Assigned task => Return the records, each one exactly as written.

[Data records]
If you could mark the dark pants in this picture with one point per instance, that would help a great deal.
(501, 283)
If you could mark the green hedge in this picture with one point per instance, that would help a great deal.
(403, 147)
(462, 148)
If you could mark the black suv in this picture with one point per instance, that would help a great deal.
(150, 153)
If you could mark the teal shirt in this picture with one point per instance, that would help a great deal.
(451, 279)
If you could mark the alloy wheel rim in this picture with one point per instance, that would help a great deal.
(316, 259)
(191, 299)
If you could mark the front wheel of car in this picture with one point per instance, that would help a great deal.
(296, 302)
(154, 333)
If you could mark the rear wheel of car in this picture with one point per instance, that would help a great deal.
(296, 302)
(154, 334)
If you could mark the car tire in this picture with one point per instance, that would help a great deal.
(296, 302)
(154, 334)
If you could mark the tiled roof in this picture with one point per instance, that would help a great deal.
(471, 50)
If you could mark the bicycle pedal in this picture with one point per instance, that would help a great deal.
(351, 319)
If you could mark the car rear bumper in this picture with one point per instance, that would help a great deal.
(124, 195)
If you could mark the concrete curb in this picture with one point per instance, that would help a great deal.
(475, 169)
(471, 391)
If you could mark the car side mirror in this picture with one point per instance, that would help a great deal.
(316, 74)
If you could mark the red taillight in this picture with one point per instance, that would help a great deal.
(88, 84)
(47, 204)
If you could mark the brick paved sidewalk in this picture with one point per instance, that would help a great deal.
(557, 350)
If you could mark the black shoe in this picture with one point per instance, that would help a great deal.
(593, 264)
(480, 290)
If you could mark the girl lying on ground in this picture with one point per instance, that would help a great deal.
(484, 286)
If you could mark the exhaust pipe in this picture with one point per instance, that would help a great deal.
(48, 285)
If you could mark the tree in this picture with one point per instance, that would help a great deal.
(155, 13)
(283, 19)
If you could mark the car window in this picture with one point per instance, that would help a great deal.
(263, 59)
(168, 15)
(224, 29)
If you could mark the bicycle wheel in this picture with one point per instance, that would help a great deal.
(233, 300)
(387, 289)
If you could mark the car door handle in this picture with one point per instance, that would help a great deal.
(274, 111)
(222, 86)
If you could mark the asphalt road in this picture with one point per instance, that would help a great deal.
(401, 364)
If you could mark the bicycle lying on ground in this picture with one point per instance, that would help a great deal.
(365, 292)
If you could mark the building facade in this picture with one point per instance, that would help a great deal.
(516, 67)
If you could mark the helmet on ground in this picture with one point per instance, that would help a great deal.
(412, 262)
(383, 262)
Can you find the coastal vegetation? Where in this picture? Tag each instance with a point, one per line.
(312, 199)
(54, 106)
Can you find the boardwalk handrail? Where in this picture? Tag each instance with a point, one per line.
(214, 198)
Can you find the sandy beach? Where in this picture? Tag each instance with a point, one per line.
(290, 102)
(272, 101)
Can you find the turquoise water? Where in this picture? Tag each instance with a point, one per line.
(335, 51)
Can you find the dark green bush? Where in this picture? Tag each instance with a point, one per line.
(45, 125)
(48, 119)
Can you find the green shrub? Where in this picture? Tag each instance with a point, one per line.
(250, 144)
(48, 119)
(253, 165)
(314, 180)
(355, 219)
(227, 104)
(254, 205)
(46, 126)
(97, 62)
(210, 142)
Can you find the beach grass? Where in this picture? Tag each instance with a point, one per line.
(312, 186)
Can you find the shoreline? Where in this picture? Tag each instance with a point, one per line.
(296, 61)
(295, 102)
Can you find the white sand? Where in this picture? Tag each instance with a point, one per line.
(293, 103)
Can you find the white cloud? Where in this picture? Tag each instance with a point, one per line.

Task response =>
If you could mark the dark pants in this picture with one point per instance, that would help a great deal.
(501, 283)
If you could mark the green hedge in this picture with one point per instance, that would help a great deal.
(403, 147)
(462, 148)
If you could mark the black suv in this picture with one point per instance, that would help a great deal.
(150, 153)
If you could mark the teal shirt in this picture with one point per instance, that would help a great deal.
(451, 279)
If you could mark the alloy wheel rim in this picture with one point per instance, that would help a great deal.
(316, 259)
(191, 299)
If you could mark the front wheel of car in this picture with one point per instance, that would help a great deal.
(296, 302)
(154, 333)
If you could mark the rear wheel of car in this picture with one point per instance, that would help a great deal.
(296, 302)
(154, 334)
If you could mark the car tire in this picture with one point per instance, that would help a great deal.
(296, 302)
(154, 334)
If you could mark the tiled roof in this picture with one point per instance, that would help a great deal.
(471, 50)
If you could mark the bicycle pedal in this picture with one point per instance, that would help a great deal.
(351, 319)
If you could mark the car rear bumper in this picture with one point per instance, that would help a great deal.
(124, 195)
If you could mark the concrete curb in this picture with one point per instance, that would help a great deal.
(475, 169)
(471, 391)
If you could mark the car side mirror in this picture with one point per instance, that would help a great deal.
(316, 74)
If you could mark the red taillight in this picture with one point per instance, that would help a great deal.
(88, 84)
(47, 204)
If you could mark the brick paved sidewalk in this picture with one point per instance, that would help a great deal.
(557, 350)
If you could mark the black shoe in this picture with one point per instance, that would help a great deal.
(593, 264)
(480, 290)
If you could mark the girl lying on ground in this picture with one point per instance, that would help a great deal.
(484, 286)
If you could mark the exhaust pipe in this picture with one point per instance, that would help a great deal.
(48, 285)
If you could mark the tree in this picture with one point per instance, that would help a great deal.
(155, 13)
(283, 19)
If you could mark the car window in this picture with one point per instance, that would help a great deal.
(263, 59)
(168, 15)
(224, 29)
If you could mark the bicycle wheel in this picture with one point per instance, that would help a great deal.
(233, 300)
(387, 289)
If you could mark the car door handle in this picture with one point per instance, that would help a great deal.
(274, 111)
(222, 86)
If you could mark the asphalt road in this picture with one point per instance, that would help a great deal.
(401, 364)
If you could mark the bicycle lying on ground in this picture with one point per instance, that would help a great deal.
(365, 292)
If you could mark the building facade in this picture with one point per instance, that would help a great deal.
(516, 67)
If you could mark the helmet on ground in this picture with one point per instance, that would help a great deal.
(412, 262)
(383, 262)
Can you find the coastal vegetation? Where in this picture? Tag each instance with a point, one per line.
(312, 199)
(54, 106)
Can you find the boardwalk handrail? Where in this picture? Tag each instance with a point, one per line.
(214, 198)
Can you find the sandy beach? Where in this picture? Tag each instance with a point, one per line.
(290, 102)
(272, 101)
Can you find the turquoise water? Where in this picture? Tag each instance with a point, one per line.
(335, 51)
Can you find the dark green bush? Where in this picture? Tag each instance with a point, one per line.
(45, 125)
(48, 119)
Can you find the green shrub? Where in this picture? Tag each instance with a point, one per line.
(250, 144)
(48, 119)
(253, 165)
(314, 180)
(355, 219)
(227, 104)
(254, 205)
(46, 126)
(97, 62)
(210, 142)
Can you find the beach grass? Where in this picture? Tag each instance with a point, one per line.
(312, 186)
Can you find the shoreline? Where in this picture? Tag each instance with a point, one per line.
(296, 61)
(295, 102)
Can you find the white sand? Where in this picture? Tag each instance with a point, one per line.
(293, 103)
Can you find the white cloud? Where in this picture? Tag each instance with a point, one per line.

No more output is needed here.